* Task description
Update every one of the records below by replacing "keypoint" with "marker point", leaving all other wording unchanged and omitting the pictures from your answer.

-------- Exercise material

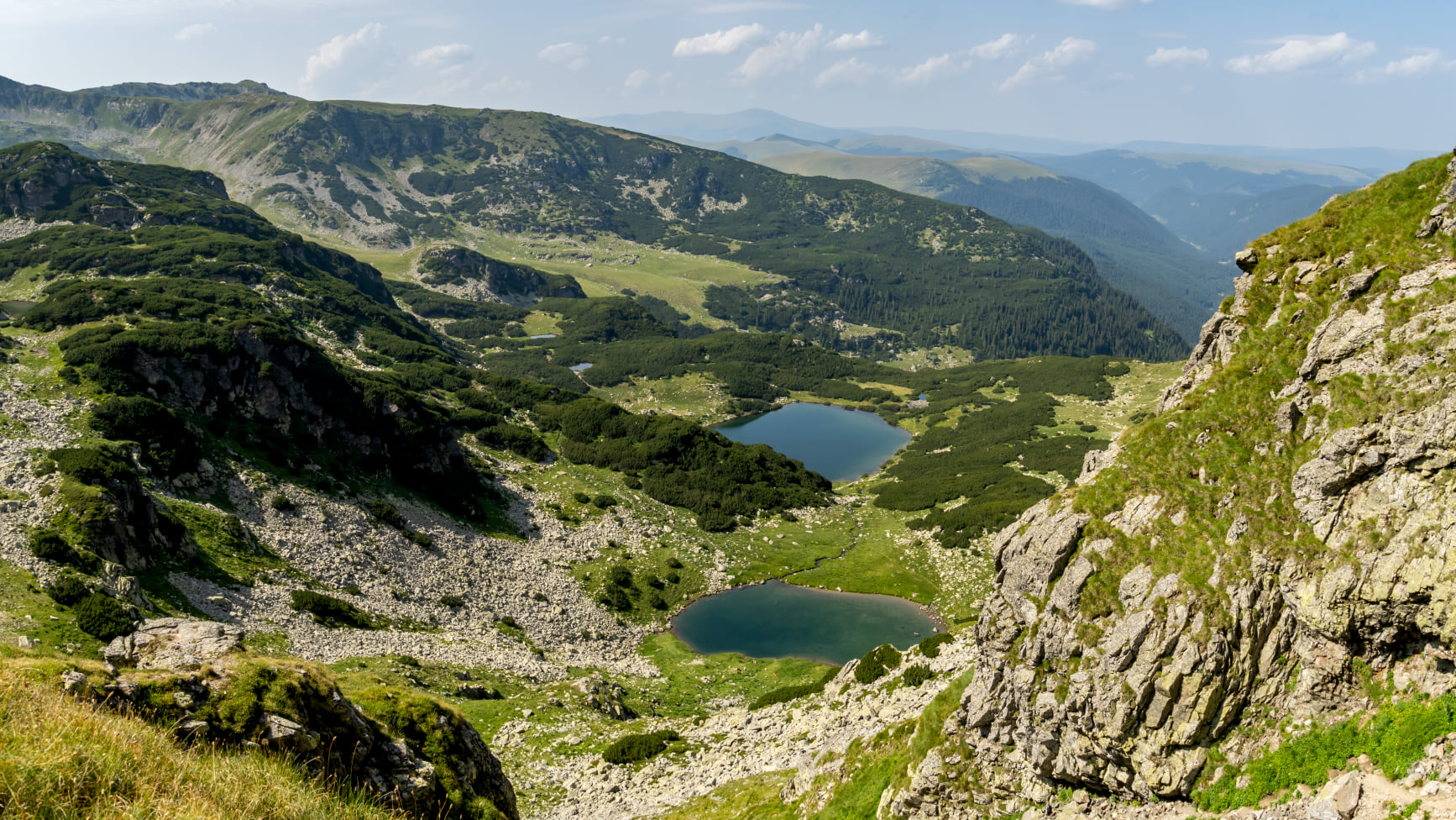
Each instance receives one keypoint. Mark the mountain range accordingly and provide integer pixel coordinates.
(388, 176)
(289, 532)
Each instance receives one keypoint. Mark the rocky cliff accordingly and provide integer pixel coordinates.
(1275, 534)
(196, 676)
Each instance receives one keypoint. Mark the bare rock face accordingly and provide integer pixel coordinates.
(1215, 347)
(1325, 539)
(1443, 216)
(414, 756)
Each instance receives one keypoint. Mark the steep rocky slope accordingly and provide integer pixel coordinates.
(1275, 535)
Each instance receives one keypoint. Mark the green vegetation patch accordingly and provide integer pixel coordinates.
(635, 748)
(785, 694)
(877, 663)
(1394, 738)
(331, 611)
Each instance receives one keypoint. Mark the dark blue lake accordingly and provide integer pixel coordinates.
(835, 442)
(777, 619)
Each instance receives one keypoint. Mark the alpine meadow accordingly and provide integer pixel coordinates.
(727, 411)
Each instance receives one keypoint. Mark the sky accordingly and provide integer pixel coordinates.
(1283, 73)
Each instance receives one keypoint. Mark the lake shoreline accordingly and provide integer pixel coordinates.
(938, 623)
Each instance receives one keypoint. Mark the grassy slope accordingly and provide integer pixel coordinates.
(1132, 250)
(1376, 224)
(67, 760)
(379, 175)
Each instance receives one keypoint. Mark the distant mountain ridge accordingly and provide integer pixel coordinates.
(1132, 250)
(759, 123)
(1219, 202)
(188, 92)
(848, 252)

----------------

* Written solution
Each instance receives one marker point. Mark the mountain range accordingly and provide integer pixel coordinates.
(388, 176)
(289, 532)
Each instance receives one marker point. Mark the rocky cliff accordingly and provide integer pixel coordinates.
(1275, 534)
(196, 676)
Each instance receives one marker point. Mark the bare rock face accordingly and provide integer pixel coordinates.
(1215, 347)
(1325, 539)
(1443, 216)
(414, 756)
Each instance receives one marker point. Mark the steep rocky slope accordingly and provide integer pixel coordinates.
(1275, 535)
Each instance receives one marker point. Mark the green vegetation patch accordingly and provide integer pixel coordinates.
(635, 748)
(785, 694)
(877, 663)
(1394, 738)
(331, 611)
Each instance receives one marker point. Mark the dark blue lake accordingly and provide integer pixel coordinates.
(835, 442)
(777, 619)
Each instance receives one marker point. Mark the alpine meadow accordingly and provide integer pixel coordinates.
(727, 411)
Each instance receives one marker point. Mark the sky accordingly and provide integer pixel coordinates.
(1283, 73)
Each instance receives one marker point. Mark the lake shoreline accordingly and provide integer pixel coordinates.
(938, 623)
Each instance receives one marker point. Mark the grassy slope accordingly and provide integer pixel coordinates.
(1132, 250)
(1376, 224)
(67, 760)
(379, 175)
Each instance receives one marker point. Mark the distant mountain ridge accordingly and provide integer pixel coordinates.
(1132, 250)
(759, 123)
(1219, 202)
(188, 92)
(848, 252)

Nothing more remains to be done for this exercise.